> _Directions for this task_
Emit all the data exactly as provided.

> _Material for this exercise_
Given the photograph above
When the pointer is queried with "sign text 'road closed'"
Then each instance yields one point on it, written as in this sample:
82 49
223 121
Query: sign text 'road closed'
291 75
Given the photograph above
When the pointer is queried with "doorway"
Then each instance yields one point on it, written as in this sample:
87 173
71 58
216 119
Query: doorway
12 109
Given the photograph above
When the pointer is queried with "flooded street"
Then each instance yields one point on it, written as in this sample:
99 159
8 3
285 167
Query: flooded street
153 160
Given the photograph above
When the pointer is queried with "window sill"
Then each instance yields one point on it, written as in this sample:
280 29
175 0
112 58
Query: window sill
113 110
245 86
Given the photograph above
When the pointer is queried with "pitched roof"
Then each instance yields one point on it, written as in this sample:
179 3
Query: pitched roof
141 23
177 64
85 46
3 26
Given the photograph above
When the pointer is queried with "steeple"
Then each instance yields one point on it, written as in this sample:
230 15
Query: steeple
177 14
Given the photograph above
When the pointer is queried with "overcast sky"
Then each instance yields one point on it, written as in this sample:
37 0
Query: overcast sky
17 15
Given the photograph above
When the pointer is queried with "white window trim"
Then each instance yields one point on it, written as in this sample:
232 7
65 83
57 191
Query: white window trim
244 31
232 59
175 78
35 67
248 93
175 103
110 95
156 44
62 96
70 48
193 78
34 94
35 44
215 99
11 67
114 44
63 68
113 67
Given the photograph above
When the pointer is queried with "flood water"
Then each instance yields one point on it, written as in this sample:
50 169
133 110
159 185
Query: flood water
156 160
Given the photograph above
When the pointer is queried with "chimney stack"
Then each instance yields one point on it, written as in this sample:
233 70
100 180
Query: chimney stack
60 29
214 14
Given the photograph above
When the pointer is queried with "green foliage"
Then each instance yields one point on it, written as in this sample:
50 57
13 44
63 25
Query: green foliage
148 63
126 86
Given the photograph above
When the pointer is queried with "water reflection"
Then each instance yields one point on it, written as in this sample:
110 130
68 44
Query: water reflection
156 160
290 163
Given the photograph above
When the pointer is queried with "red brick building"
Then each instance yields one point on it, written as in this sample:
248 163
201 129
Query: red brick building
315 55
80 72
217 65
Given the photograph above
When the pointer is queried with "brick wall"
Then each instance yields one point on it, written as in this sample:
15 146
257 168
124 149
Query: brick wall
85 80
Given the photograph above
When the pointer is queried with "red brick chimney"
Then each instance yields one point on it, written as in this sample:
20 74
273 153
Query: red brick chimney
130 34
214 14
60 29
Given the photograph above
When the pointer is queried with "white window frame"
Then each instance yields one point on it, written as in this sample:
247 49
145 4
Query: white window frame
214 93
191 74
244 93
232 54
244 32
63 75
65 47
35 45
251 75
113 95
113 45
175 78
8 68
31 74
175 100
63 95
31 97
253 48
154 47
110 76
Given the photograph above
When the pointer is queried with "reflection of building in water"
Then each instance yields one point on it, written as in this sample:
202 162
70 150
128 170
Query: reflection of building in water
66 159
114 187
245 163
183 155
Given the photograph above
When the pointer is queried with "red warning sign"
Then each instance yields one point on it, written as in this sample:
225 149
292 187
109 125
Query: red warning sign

> _Your response_
Given the photograph above
When the pointer is queried with "sign text 'road closed'"
Then each instance yields one point on it, written as in this sample:
82 49
223 121
Query: sign text 'road closed'
291 75
Given the photograph above
When the pointer is queried with "doorway"
Then each instance yields one point on it, written as in this sample:
87 173
71 58
216 119
Query: doorway
12 109
Given the photograph above
When the pointer is queried with "flooded street"
Then each instance yields one point on it, written as in this sample:
99 159
8 3
285 167
Query: flooded street
153 160
Given the photograph above
When the pointer is queried with "window sill"
Then each instance yields one point on it, written as in this sample:
280 29
175 0
112 58
Query: window sill
113 110
245 86
Given the photograph above
When the pointer is queried with "pitched roof"
Then each instance yields one point on it, written as in this sample:
179 3
Query: pitched roof
141 23
177 64
85 46
3 26
Given the photograph above
When the pointer is queried with "steeple"
Then each instance yields one point on it, written as in this sample:
230 15
Query: steeple
177 14
Given the photograph above
When the pointer is queried with "overcast sky"
Then each instance yields one point on it, written as in this sample:
37 0
Query: overcast sky
17 15
Given the photograph above
When the pointer is queried with "white window trim"
Then each instance yields one point on it, written as in this sample:
232 7
65 83
57 191
Query: white window trim
244 31
232 59
175 78
35 67
248 93
175 103
110 95
156 44
62 96
70 48
193 78
34 94
35 44
215 99
11 67
114 44
63 68
113 67
Given the photograph above
When the pointer is queried with "flood water"
Then each instance yields one point on it, written as in this sample:
50 169
133 110
159 185
Query: flood water
156 160
Given the photograph above
When the pointer is queried with "chimney stack"
Then each instance yields one point on it, written as in this sample:
233 70
100 180
Query: chimney stack
60 29
214 14
Given the photograph above
When the pointer is queried with "green foliage"
Then each instance yields one point on it, written as in this sample:
50 57
13 44
63 25
Query: green foliage
148 63
126 86
Given the photograph above
When the pointer is queried with "water reflection"
Then each instance yields one point on it, written as in this sample:
110 130
68 44
Query: water reflection
156 160
290 163
Given the photograph above
When the pointer is queried with "red brick building"
Then each instance yields one point on it, written as in this sample:
248 163
201 129
Query: red brick building
315 55
80 72
217 65
Given the photograph above
When the pointer is queried with "brick wall"
Then each instance yields one point on it, written as in this sample:
15 146
257 168
124 149
Query: brick wall
85 80
Given the photograph above
When the pointer is queried with "red brick chimney"
Then each instance yields one point on it, written as in this sample:
20 74
273 153
Query: red brick chimney
130 34
214 14
60 29
Given the photograph above
When the pointer is queried with "white window frame"
Then each instance yields one point on it, written as in this sample:
247 49
145 4
Query: white window frame
214 93
191 74
244 93
232 54
244 32
63 75
65 47
35 45
251 75
113 95
113 45
175 78
8 68
31 74
175 100
63 95
31 97
253 48
154 47
110 76
Given the photograph above
When the pointer is queried with "reflection of building in water"
Then each instance yields one point on it, written as in this sample:
202 162
70 150
128 170
Query: reflection of building in water
66 159
114 187
245 163
183 155
Given the photograph above
When the pointer is queried with "red warning sign"
Then each instance yields one point on it, written as in this sample:
225 149
292 187
109 125
Query: red warning sign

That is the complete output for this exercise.